→ PROVIDED RECORDS:
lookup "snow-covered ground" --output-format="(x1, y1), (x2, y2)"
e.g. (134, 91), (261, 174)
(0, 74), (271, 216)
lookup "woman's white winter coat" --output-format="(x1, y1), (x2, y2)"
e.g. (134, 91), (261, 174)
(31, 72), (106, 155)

→ WHAT THE TASK REQUIRES: Rewrite every line of the items above as a numbered list, leaving out any blank lines.

→ EXPECTED ANSWER:
1. lookup "snow-covered ground" --output-format="(x1, y1), (x2, y2)"
2. e.g. (134, 91), (261, 174)
3. (0, 74), (271, 216)
4. lookup "woman's white winter coat" --output-format="(x1, y1), (x2, y2)"
5. e.g. (134, 91), (261, 174)
6. (31, 72), (106, 155)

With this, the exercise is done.